Copy the following lines word for word, covering every record but omitting the pictures.

══ SOURCE RECORDS ══

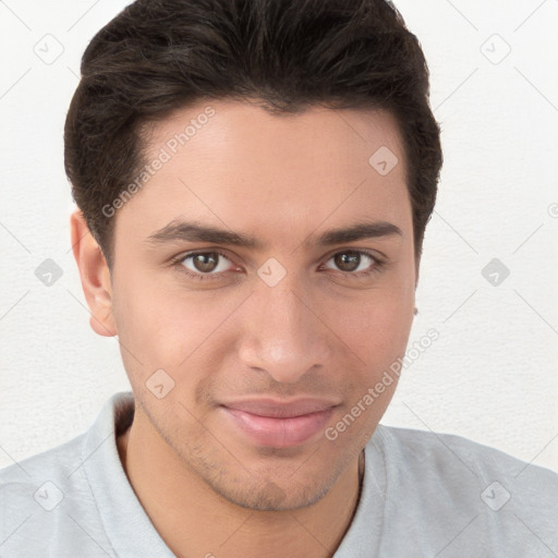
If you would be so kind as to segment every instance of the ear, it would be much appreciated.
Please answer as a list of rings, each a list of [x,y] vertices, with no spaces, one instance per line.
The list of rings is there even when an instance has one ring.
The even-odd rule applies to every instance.
[[[99,336],[113,337],[117,327],[112,314],[112,287],[110,270],[99,244],[76,209],[70,218],[72,250],[74,253],[85,300],[92,312],[89,324]]]

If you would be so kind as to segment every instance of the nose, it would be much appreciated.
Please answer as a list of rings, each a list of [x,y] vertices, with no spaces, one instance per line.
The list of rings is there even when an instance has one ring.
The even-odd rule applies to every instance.
[[[240,359],[245,366],[267,372],[276,381],[294,384],[330,354],[328,328],[319,303],[288,280],[259,284],[244,308]]]

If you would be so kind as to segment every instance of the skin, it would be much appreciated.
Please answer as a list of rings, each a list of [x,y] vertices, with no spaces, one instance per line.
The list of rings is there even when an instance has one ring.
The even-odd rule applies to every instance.
[[[417,262],[401,141],[381,111],[278,117],[256,102],[211,100],[153,125],[146,160],[207,105],[216,114],[118,210],[112,269],[81,213],[72,216],[92,327],[118,335],[136,401],[121,460],[179,557],[332,556],[357,504],[360,456],[397,383],[335,440],[320,432],[290,448],[247,440],[219,404],[327,398],[338,404],[335,426],[403,356]],[[385,177],[368,163],[383,145],[399,158]],[[175,219],[264,246],[147,240]],[[401,234],[313,243],[362,220]],[[189,278],[184,269],[208,269],[192,258],[170,263],[204,250],[227,256],[213,260],[217,279]],[[333,257],[355,250],[386,265],[363,255],[354,271]],[[287,271],[275,287],[257,275],[270,257]],[[158,399],[146,381],[161,368],[174,387]]]

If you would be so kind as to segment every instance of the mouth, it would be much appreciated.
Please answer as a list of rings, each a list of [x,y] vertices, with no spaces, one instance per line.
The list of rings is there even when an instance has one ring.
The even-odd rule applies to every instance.
[[[317,399],[280,402],[270,399],[221,405],[233,428],[252,444],[292,448],[324,432],[337,403]]]

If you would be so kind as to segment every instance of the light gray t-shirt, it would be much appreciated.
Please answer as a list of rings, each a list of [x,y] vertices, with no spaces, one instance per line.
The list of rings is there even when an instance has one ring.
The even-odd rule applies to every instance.
[[[1,558],[174,556],[119,459],[116,436],[133,410],[131,392],[116,393],[88,432],[0,471]],[[457,436],[383,425],[365,457],[335,558],[558,557],[556,473]],[[226,556],[218,541],[207,553]]]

═══

WRITTEN ANSWER >>
If you would be so kind as to segment every instance of the ear, it would be much appreciated.
Please answer as a list of rings, each a list of [x,y] vertices, with no spaces, one instance per line.
The list of rings is there even when an instance has one ring.
The even-odd rule applies to every instance.
[[[99,336],[113,337],[117,327],[112,314],[112,287],[110,270],[99,244],[76,209],[70,218],[72,250],[74,253],[85,300],[92,312],[89,324]]]

If you would be so kind as to segment every instance of the nose, it would be much appreciated.
Please answer as a list of rings, each a list of [x,y] vertices, with no spaces, one instance per line.
The list of rings is there even when an instance has one ring.
The even-odd rule applies to every instance.
[[[240,359],[245,366],[267,372],[276,381],[294,384],[330,354],[328,328],[319,303],[288,280],[259,284],[244,308]]]

If you would be so kind as to segment every instance of the skin, it would be much appreciated.
Please answer as a list of rings, each a list of [x,y] vertices, with no spaces, one instance per line.
The list of rings is there even when an instance has one ring.
The even-odd rule applies to every instance.
[[[417,262],[401,141],[381,111],[278,117],[256,102],[211,100],[153,125],[146,160],[207,105],[216,114],[118,210],[112,269],[81,213],[72,216],[92,327],[118,335],[136,401],[121,460],[179,557],[332,556],[357,504],[360,456],[397,383],[335,440],[320,432],[290,448],[247,440],[219,404],[327,398],[338,404],[335,426],[403,356]],[[385,177],[368,163],[383,145],[399,158]],[[175,219],[264,246],[147,240]],[[401,234],[313,243],[362,220]],[[189,278],[184,269],[208,269],[192,258],[170,263],[204,250],[227,256],[213,260],[217,279]],[[333,257],[355,250],[386,265],[363,255],[354,271]],[[287,271],[275,287],[257,275],[270,257]],[[158,399],[146,381],[161,368],[174,387]]]

If you would be so kind as to segment every instance of the mouth, it would be much appreciated.
Please answer as a list of rings, each a list of [x,y] vertices, with no spaces, one instance per line.
The list of rings is there even when an instance has one ring.
The even-odd rule applies to every instance.
[[[317,399],[280,402],[270,399],[221,405],[233,428],[252,444],[292,448],[324,432],[337,403]]]

If you would be so kind as to segment every instance of the light gray t-shirt, it would be much appreciated.
Please answer as a list of rings, each a list of [x,y] vertices, with no spaces, one instance per line.
The list of rings is there even when an instance has one ring.
The even-odd rule applies to every instance.
[[[1,558],[174,556],[119,459],[116,436],[133,410],[131,392],[116,393],[88,432],[0,471]],[[457,436],[383,425],[365,457],[335,558],[558,557],[556,473]],[[226,556],[218,541],[207,553]]]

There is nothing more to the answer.